ЦЕЛЬ ЗАДАНИЯ → Перепишите без изменений отрывок из статьи о будущем белорусского села ниже, начиная со слов «За какой моделью агробизнеса будущее белорусского села? Как» и заканчивая словами «Где же логика?».

ИСХОДНЫЙ ТЕКСТ →

За какой моделью агробизнеса будущее белорусского села?

Евгений Скрундь: «А с меня требуют: давай привесы, и точка»

В КСУП «Першаи-2014» Воложинского района вполне европейские показатели по производству молока и мяса на сто гектаров пашни, предприятие в числе 60 базовых хозяйств республики, которые обеспечивают параметры развития на уровне агрокомбината «Снов». Однако в последнее время рост замедлился, впервые появились долги.

За какой моделью агробизнеса будущее белорусского села? Как решить проблему кадров? Почему хромает интенсификация земледелия? Эти и другие темы — в беседе обозревателя «СГ» с членом рабочей группы по проблемным вопросам АПК, директором КСУП «Першаи-2014» Евгением СКРУНДЕМ.



— Евгений Евгеньевич, время для аграриев непростое, а Скрундь вдруг берет на буксир отстающее хозяйство. Не секрет, что некоторые отнюдь не бедные инвесторы сейчас отказываются от такого тяжкого груза. Где же логика?

ДАННЫЕ →
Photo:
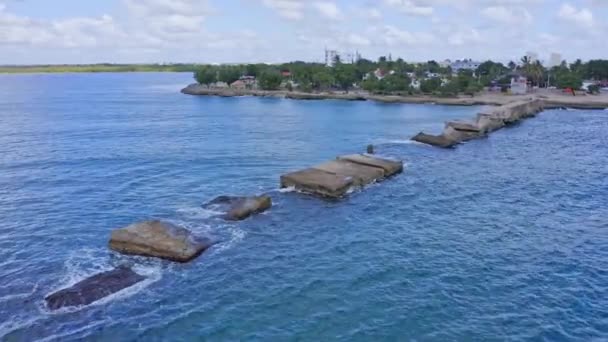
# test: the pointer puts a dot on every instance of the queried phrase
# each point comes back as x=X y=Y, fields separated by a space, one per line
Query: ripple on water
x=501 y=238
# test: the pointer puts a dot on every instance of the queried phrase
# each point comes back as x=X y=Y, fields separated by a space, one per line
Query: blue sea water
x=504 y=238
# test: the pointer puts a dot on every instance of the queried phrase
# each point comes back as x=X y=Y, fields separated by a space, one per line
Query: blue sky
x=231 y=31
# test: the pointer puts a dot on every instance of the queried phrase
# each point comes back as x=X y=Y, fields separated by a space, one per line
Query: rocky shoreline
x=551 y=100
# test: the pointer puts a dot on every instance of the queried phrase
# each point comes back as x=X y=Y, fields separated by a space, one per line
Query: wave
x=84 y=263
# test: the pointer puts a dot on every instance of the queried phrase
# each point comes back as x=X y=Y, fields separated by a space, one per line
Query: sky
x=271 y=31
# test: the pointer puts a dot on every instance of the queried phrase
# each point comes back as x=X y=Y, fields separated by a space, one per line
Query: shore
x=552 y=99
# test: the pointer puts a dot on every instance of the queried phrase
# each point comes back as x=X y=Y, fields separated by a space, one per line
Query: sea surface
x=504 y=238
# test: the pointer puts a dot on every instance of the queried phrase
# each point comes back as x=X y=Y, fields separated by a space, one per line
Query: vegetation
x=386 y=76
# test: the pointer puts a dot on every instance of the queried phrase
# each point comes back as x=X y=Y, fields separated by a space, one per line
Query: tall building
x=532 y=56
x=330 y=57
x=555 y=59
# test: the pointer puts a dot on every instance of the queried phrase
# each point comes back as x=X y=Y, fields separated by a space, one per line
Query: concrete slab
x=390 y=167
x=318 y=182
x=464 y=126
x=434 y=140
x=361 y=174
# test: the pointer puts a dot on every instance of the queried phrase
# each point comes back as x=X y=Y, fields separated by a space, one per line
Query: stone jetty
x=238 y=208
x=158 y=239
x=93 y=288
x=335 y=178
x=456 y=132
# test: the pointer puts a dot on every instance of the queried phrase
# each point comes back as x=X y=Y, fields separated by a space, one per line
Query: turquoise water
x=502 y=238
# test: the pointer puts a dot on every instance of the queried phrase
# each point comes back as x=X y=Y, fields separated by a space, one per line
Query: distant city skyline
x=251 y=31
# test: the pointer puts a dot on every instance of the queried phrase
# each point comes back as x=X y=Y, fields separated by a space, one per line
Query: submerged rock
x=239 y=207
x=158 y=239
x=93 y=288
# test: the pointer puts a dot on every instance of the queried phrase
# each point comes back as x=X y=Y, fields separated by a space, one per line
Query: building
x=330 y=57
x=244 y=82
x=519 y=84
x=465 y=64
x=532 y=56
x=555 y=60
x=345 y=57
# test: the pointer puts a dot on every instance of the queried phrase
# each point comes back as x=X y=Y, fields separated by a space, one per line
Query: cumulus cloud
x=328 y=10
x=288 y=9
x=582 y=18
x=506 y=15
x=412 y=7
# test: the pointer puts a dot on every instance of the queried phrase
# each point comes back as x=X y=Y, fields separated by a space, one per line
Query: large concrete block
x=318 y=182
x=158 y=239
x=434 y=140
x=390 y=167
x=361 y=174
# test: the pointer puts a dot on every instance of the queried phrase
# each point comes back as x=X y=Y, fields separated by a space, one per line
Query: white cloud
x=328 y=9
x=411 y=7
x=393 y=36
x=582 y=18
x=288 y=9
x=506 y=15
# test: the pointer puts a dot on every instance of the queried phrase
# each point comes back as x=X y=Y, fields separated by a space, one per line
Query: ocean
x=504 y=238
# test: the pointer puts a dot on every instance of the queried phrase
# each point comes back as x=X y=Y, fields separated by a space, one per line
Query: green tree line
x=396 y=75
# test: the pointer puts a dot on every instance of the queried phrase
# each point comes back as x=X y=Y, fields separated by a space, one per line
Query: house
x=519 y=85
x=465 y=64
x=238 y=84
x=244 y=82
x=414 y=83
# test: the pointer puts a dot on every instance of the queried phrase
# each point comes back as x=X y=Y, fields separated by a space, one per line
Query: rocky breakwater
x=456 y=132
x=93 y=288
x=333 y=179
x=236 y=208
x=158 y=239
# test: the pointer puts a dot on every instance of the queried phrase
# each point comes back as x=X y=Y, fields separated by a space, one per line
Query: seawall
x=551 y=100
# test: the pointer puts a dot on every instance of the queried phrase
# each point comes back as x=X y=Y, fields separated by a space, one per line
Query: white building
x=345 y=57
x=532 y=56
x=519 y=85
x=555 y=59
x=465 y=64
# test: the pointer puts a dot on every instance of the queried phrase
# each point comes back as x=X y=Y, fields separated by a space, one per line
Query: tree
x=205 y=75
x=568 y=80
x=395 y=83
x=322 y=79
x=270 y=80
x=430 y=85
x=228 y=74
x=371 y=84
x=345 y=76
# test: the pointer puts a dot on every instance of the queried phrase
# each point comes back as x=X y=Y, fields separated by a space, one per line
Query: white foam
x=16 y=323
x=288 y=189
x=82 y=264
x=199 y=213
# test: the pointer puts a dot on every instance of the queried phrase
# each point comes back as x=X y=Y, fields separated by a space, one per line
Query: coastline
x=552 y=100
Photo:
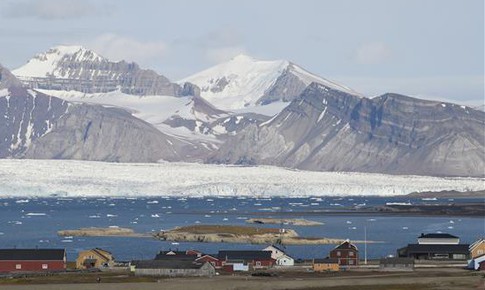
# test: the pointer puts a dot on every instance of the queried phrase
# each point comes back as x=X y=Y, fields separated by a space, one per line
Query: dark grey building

ИТОГОВЫЙ ОТВЕТ →
За какой моделью агробизнеса будущее белорусского села? Как решить проблему кадров? Почему хромает интенсификация земледелия? Эти и другие темы — в беседе обозревателя «СГ» с членом рабочей группы по проблемным вопросам АПК, директором КСУП «Першаи-2014» Евгением СКРУНДЕМ.



— Евгений Евгеньевич, время для аграриев непростое, а Скрундь вдруг берет на буксир отстающее хозяйство. Не секрет, что некоторые отнюдь не бедные инвесторы сейчас отказываются от такого тяжкого груза. Где же логика?